Exercise requirements:
Return all lines of the records that contain the word "below".
++++ Task data
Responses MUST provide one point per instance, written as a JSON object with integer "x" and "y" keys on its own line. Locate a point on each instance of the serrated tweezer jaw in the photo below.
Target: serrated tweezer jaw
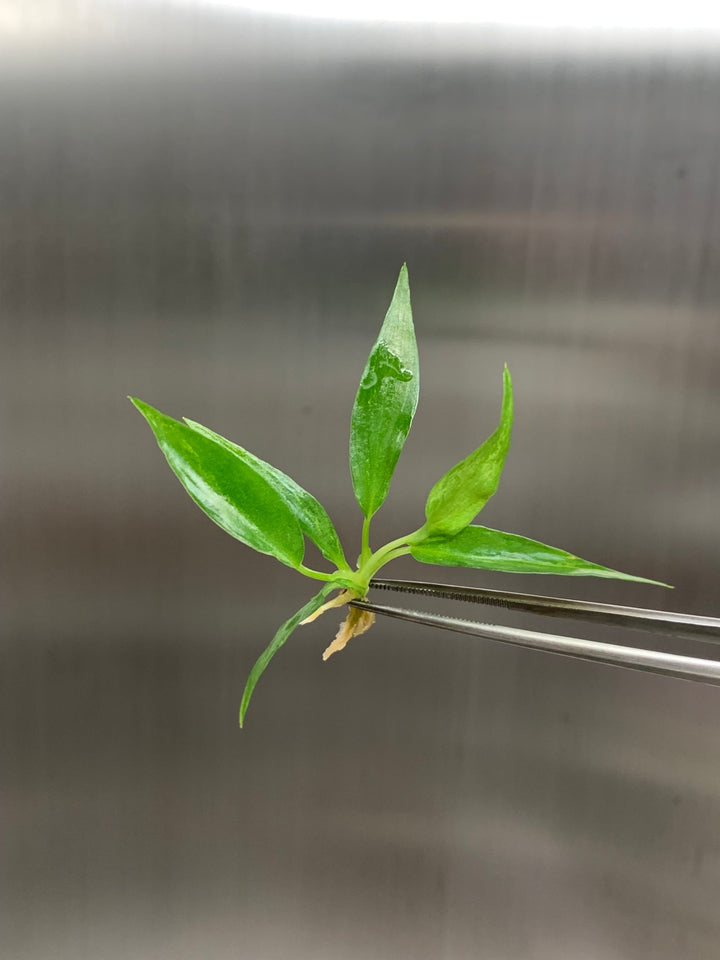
{"x": 652, "y": 661}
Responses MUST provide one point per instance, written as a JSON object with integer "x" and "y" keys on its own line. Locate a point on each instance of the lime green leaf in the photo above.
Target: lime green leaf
{"x": 462, "y": 493}
{"x": 487, "y": 549}
{"x": 310, "y": 514}
{"x": 277, "y": 641}
{"x": 385, "y": 402}
{"x": 228, "y": 489}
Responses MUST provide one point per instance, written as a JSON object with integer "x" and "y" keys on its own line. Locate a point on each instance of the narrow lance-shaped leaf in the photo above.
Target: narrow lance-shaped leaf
{"x": 461, "y": 494}
{"x": 487, "y": 549}
{"x": 277, "y": 641}
{"x": 228, "y": 489}
{"x": 310, "y": 514}
{"x": 385, "y": 402}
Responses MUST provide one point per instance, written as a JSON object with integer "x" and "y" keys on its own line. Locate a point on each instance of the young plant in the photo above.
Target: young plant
{"x": 264, "y": 508}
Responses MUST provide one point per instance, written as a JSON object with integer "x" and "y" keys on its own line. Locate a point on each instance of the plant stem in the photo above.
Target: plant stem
{"x": 315, "y": 574}
{"x": 365, "y": 551}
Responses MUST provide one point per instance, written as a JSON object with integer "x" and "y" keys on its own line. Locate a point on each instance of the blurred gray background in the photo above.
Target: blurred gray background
{"x": 208, "y": 209}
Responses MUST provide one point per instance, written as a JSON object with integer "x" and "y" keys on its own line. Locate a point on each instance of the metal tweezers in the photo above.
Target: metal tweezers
{"x": 677, "y": 625}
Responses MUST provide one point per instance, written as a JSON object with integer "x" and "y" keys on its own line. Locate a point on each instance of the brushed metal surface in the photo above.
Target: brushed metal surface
{"x": 208, "y": 210}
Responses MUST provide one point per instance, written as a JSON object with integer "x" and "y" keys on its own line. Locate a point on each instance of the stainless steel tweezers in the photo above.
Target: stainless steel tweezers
{"x": 677, "y": 625}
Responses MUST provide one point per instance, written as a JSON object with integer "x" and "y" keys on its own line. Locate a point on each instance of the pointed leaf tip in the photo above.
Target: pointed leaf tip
{"x": 485, "y": 549}
{"x": 227, "y": 489}
{"x": 385, "y": 403}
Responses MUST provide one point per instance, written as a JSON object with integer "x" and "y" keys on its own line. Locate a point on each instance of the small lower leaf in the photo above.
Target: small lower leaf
{"x": 277, "y": 641}
{"x": 461, "y": 494}
{"x": 487, "y": 549}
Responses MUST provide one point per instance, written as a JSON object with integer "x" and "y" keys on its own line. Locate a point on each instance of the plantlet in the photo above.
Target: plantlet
{"x": 264, "y": 508}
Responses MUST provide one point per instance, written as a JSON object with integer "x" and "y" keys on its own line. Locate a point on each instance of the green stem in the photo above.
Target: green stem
{"x": 365, "y": 551}
{"x": 315, "y": 574}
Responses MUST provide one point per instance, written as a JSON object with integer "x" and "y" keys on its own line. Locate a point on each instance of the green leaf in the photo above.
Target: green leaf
{"x": 228, "y": 489}
{"x": 277, "y": 641}
{"x": 487, "y": 549}
{"x": 385, "y": 402}
{"x": 309, "y": 513}
{"x": 462, "y": 493}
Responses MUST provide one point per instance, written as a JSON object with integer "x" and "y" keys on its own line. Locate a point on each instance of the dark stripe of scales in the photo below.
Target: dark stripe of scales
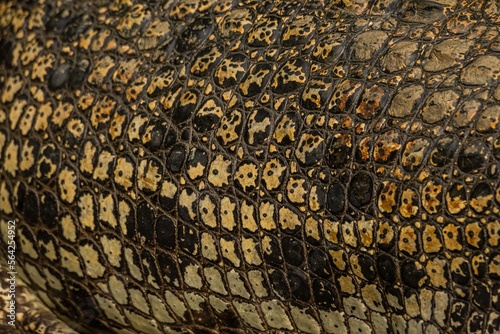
{"x": 242, "y": 166}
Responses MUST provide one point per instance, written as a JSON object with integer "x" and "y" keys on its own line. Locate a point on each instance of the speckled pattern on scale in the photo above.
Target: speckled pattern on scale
{"x": 242, "y": 166}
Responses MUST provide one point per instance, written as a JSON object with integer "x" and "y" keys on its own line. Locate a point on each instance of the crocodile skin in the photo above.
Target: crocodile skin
{"x": 244, "y": 166}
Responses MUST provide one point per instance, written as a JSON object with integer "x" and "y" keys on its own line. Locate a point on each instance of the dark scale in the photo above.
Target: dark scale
{"x": 251, "y": 167}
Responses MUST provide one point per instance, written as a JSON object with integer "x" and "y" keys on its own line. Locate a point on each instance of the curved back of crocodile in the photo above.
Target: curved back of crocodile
{"x": 244, "y": 166}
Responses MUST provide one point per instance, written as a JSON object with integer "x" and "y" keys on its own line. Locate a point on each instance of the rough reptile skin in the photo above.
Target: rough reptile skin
{"x": 251, "y": 166}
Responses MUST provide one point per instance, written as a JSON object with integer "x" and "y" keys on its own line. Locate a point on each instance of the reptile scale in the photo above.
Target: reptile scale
{"x": 243, "y": 166}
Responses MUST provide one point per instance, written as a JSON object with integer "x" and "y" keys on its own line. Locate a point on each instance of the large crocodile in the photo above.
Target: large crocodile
{"x": 243, "y": 166}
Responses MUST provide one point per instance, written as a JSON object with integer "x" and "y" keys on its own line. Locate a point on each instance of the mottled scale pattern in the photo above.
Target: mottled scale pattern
{"x": 242, "y": 166}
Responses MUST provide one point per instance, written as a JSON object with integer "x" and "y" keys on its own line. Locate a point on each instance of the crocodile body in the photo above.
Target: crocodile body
{"x": 241, "y": 166}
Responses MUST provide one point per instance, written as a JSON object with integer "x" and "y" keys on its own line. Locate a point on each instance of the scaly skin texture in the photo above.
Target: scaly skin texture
{"x": 241, "y": 166}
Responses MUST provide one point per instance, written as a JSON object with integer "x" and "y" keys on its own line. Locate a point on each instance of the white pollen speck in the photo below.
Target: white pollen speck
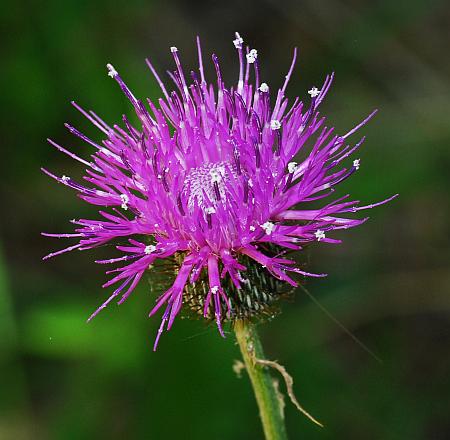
{"x": 292, "y": 166}
{"x": 238, "y": 41}
{"x": 264, "y": 88}
{"x": 149, "y": 249}
{"x": 320, "y": 235}
{"x": 251, "y": 56}
{"x": 275, "y": 124}
{"x": 125, "y": 199}
{"x": 111, "y": 71}
{"x": 314, "y": 92}
{"x": 268, "y": 227}
{"x": 216, "y": 175}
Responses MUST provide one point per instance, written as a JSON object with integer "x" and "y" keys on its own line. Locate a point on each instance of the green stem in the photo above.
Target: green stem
{"x": 262, "y": 382}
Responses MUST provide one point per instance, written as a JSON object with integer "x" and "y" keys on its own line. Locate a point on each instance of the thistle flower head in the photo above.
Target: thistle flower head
{"x": 209, "y": 179}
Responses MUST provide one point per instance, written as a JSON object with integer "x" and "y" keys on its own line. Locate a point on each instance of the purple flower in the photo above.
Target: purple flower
{"x": 208, "y": 179}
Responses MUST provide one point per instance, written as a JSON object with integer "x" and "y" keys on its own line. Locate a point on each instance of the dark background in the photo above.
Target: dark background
{"x": 388, "y": 283}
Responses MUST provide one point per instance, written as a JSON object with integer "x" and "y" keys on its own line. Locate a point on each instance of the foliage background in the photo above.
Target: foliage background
{"x": 388, "y": 283}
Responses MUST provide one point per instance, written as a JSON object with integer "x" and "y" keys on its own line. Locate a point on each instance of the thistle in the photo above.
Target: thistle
{"x": 211, "y": 182}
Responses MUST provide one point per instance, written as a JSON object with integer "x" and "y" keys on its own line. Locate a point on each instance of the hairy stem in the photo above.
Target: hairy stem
{"x": 266, "y": 394}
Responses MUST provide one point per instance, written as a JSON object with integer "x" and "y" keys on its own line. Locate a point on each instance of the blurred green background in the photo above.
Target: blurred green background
{"x": 388, "y": 283}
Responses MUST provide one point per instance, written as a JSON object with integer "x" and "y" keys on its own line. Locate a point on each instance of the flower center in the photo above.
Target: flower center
{"x": 205, "y": 185}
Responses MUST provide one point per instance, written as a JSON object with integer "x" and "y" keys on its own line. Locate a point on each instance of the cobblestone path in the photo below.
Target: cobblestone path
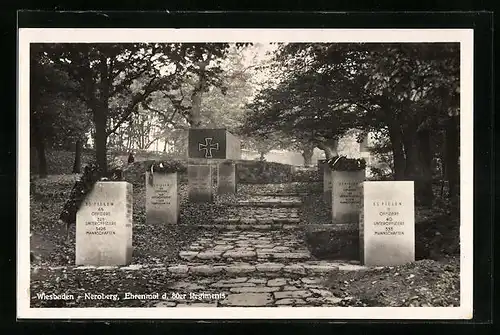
{"x": 254, "y": 261}
{"x": 257, "y": 267}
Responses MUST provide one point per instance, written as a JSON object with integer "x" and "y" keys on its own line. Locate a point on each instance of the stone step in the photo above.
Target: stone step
{"x": 223, "y": 270}
{"x": 253, "y": 227}
{"x": 249, "y": 221}
{"x": 295, "y": 195}
{"x": 231, "y": 254}
{"x": 249, "y": 291}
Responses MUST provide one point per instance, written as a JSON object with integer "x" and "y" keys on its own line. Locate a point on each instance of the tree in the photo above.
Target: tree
{"x": 58, "y": 118}
{"x": 406, "y": 89}
{"x": 130, "y": 73}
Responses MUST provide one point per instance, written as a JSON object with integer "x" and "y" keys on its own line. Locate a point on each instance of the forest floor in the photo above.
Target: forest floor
{"x": 433, "y": 280}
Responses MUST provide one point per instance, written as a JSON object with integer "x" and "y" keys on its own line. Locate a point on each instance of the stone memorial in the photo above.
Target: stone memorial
{"x": 213, "y": 144}
{"x": 104, "y": 225}
{"x": 346, "y": 195}
{"x": 200, "y": 183}
{"x": 162, "y": 200}
{"x": 387, "y": 223}
{"x": 226, "y": 178}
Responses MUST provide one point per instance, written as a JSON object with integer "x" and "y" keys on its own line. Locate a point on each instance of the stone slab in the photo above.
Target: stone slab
{"x": 226, "y": 178}
{"x": 346, "y": 196}
{"x": 104, "y": 226}
{"x": 162, "y": 199}
{"x": 200, "y": 183}
{"x": 387, "y": 223}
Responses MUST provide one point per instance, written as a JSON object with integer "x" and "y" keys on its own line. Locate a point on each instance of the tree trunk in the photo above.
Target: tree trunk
{"x": 196, "y": 97}
{"x": 398, "y": 155}
{"x": 307, "y": 153}
{"x": 42, "y": 159}
{"x": 78, "y": 157}
{"x": 414, "y": 168}
{"x": 452, "y": 167}
{"x": 100, "y": 118}
{"x": 425, "y": 152}
{"x": 329, "y": 148}
{"x": 39, "y": 144}
{"x": 262, "y": 156}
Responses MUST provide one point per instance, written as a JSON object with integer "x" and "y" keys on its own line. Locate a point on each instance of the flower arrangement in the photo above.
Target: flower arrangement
{"x": 167, "y": 167}
{"x": 342, "y": 163}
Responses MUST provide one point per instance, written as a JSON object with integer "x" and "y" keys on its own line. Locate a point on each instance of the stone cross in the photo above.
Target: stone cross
{"x": 208, "y": 147}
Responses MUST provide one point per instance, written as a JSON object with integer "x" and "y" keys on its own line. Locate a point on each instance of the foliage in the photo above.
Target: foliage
{"x": 58, "y": 117}
{"x": 115, "y": 79}
{"x": 92, "y": 174}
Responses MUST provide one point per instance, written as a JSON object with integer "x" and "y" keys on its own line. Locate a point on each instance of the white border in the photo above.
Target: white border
{"x": 464, "y": 36}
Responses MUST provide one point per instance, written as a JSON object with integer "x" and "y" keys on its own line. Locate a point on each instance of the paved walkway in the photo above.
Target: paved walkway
{"x": 258, "y": 267}
{"x": 255, "y": 261}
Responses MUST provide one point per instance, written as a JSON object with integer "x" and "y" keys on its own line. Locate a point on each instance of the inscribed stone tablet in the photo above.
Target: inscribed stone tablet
{"x": 104, "y": 225}
{"x": 327, "y": 184}
{"x": 226, "y": 178}
{"x": 346, "y": 195}
{"x": 387, "y": 223}
{"x": 162, "y": 201}
{"x": 200, "y": 183}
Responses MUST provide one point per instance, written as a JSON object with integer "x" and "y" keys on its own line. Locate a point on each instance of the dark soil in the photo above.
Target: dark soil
{"x": 425, "y": 283}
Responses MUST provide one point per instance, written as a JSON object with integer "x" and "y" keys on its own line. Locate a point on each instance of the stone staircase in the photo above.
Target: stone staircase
{"x": 255, "y": 262}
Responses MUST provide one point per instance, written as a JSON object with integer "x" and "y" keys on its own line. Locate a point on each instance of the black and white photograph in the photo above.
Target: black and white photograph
{"x": 324, "y": 171}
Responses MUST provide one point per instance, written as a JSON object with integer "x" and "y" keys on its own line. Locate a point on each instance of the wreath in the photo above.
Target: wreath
{"x": 342, "y": 163}
{"x": 165, "y": 167}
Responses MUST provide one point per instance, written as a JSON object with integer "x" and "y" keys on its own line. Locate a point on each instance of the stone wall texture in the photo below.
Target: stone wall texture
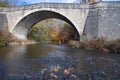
{"x": 100, "y": 19}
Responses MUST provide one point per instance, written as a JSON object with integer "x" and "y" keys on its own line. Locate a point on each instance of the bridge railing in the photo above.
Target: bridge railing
{"x": 106, "y": 4}
{"x": 47, "y": 5}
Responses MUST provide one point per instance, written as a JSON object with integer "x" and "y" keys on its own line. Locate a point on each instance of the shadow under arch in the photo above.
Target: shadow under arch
{"x": 24, "y": 25}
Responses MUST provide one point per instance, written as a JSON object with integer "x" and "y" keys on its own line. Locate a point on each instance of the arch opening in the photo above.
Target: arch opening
{"x": 22, "y": 29}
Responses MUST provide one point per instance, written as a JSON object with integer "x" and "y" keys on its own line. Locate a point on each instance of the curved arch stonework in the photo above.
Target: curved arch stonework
{"x": 25, "y": 24}
{"x": 74, "y": 14}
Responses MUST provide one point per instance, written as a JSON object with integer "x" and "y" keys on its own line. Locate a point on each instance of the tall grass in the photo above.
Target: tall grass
{"x": 101, "y": 44}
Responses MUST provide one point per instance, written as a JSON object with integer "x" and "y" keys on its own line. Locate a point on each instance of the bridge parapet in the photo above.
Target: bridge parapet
{"x": 106, "y": 4}
{"x": 47, "y": 5}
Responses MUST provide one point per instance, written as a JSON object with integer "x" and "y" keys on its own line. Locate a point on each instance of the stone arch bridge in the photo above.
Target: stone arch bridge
{"x": 90, "y": 20}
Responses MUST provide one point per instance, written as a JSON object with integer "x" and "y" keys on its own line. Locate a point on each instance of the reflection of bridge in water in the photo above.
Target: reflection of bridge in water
{"x": 89, "y": 20}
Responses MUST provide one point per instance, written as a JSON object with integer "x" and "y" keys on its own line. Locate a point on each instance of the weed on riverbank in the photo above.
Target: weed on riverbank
{"x": 101, "y": 44}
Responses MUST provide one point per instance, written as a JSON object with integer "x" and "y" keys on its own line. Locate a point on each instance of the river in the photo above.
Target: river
{"x": 33, "y": 62}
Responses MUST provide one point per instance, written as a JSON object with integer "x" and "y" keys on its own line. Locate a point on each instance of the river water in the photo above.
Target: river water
{"x": 34, "y": 62}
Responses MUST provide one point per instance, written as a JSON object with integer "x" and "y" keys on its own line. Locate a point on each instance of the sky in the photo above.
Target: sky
{"x": 63, "y": 1}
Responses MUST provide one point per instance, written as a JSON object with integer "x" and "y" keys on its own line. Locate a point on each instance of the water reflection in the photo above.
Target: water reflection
{"x": 27, "y": 62}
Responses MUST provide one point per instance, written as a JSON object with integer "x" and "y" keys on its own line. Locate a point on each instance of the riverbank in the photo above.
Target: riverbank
{"x": 100, "y": 44}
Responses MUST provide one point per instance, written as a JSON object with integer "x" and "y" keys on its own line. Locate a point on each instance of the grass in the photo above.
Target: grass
{"x": 101, "y": 44}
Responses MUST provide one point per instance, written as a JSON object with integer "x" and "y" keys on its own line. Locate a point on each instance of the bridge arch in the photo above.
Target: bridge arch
{"x": 26, "y": 23}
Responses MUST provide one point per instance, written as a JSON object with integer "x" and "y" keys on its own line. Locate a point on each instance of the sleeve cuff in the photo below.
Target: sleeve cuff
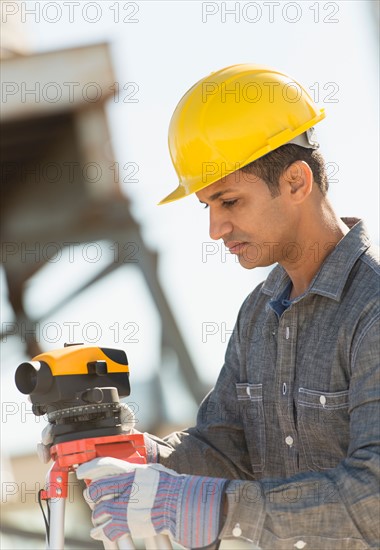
{"x": 200, "y": 506}
{"x": 246, "y": 511}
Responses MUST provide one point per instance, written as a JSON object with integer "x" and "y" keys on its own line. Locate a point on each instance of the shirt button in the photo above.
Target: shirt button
{"x": 236, "y": 531}
{"x": 289, "y": 440}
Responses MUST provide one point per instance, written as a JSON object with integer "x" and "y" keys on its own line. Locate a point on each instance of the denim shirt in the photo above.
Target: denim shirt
{"x": 294, "y": 418}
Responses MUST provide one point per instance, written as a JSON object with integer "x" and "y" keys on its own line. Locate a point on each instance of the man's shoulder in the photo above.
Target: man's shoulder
{"x": 371, "y": 258}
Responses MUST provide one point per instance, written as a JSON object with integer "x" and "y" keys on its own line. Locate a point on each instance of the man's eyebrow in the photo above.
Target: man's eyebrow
{"x": 217, "y": 195}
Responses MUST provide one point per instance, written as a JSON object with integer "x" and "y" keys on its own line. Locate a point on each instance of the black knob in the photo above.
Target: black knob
{"x": 94, "y": 395}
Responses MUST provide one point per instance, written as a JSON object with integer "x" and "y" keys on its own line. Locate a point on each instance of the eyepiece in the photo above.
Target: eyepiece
{"x": 33, "y": 376}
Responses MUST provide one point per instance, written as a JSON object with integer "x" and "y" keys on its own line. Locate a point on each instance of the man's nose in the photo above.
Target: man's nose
{"x": 219, "y": 226}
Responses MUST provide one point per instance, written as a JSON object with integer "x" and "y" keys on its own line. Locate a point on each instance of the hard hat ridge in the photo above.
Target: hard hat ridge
{"x": 233, "y": 117}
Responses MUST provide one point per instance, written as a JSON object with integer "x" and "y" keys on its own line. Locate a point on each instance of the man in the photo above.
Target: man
{"x": 285, "y": 449}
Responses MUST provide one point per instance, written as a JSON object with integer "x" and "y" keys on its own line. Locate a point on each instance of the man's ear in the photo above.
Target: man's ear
{"x": 297, "y": 180}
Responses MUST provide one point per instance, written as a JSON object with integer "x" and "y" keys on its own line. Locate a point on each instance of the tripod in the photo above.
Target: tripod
{"x": 69, "y": 454}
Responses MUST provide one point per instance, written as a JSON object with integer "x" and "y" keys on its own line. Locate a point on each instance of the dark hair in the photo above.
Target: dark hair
{"x": 271, "y": 166}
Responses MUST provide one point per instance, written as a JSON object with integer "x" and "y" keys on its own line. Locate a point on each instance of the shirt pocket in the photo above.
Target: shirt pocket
{"x": 250, "y": 401}
{"x": 323, "y": 426}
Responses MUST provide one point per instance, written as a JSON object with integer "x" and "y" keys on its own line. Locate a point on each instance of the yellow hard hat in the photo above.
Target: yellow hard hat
{"x": 233, "y": 117}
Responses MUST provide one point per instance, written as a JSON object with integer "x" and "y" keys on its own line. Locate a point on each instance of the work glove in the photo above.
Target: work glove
{"x": 145, "y": 500}
{"x": 127, "y": 418}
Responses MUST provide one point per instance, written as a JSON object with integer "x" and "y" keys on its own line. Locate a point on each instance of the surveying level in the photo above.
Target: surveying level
{"x": 78, "y": 387}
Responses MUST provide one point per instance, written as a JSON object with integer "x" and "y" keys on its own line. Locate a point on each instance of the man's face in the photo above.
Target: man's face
{"x": 254, "y": 225}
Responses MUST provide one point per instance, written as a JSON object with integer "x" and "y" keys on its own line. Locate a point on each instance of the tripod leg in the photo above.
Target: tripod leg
{"x": 56, "y": 526}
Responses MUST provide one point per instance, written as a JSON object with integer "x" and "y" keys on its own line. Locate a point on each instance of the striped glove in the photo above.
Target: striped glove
{"x": 149, "y": 499}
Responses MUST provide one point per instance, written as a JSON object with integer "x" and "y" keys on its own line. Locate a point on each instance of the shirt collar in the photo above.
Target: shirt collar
{"x": 333, "y": 274}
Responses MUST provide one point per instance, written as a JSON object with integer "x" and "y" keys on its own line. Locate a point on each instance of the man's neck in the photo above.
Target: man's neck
{"x": 321, "y": 233}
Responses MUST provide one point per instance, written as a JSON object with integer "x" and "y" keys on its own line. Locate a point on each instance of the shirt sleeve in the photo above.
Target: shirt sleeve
{"x": 335, "y": 509}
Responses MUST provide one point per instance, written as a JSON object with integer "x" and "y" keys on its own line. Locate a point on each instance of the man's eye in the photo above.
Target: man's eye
{"x": 229, "y": 204}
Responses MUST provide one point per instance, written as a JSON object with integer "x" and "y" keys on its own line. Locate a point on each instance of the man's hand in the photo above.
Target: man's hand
{"x": 127, "y": 419}
{"x": 149, "y": 499}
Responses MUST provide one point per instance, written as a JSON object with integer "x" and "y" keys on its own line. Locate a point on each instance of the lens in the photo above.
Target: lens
{"x": 26, "y": 376}
{"x": 33, "y": 377}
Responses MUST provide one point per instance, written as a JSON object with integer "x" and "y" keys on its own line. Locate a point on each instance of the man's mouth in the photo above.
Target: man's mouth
{"x": 235, "y": 247}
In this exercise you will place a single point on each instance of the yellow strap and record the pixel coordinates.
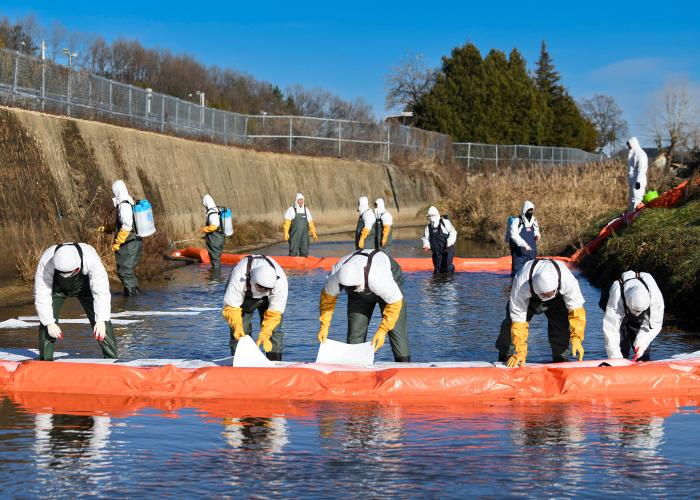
++++++++
Answer to this task:
Responses MUST provide one point per instance, written as a JSON object with integer "x" and "y" keys on its own line. Locate a point on each instance of the serrated tweezer jaw in the photo below.
Responses MUST provide one point per instance, written as a JSON object with integer "x" and "y" keys on its own line. Locate a point on each instance of the dark stripe of scales in the photo below.
Responses MUST provide one point per instance, written as a JSON object with integer "x" and "y" keys on its own line. Locate a point on each instance of the white pollen speck in the photo below.
Responses MUST provide one point per instance, written as a JSON object with integer "x" and "y" keys on its own line. Locate a point on each instance of the cobblestone path in the photo below.
Responses MUST provide one point per instance, written as a JSON object with integer "x" and "y" keys on its own line. Locate a point on each instance of the stone wall texture in the photo below.
Responses MUST provide one point per instance, written as a JSON object with integer "x" and "y" keys on its own line. Locate a point on each instance of the sleeve cuff in the photo below.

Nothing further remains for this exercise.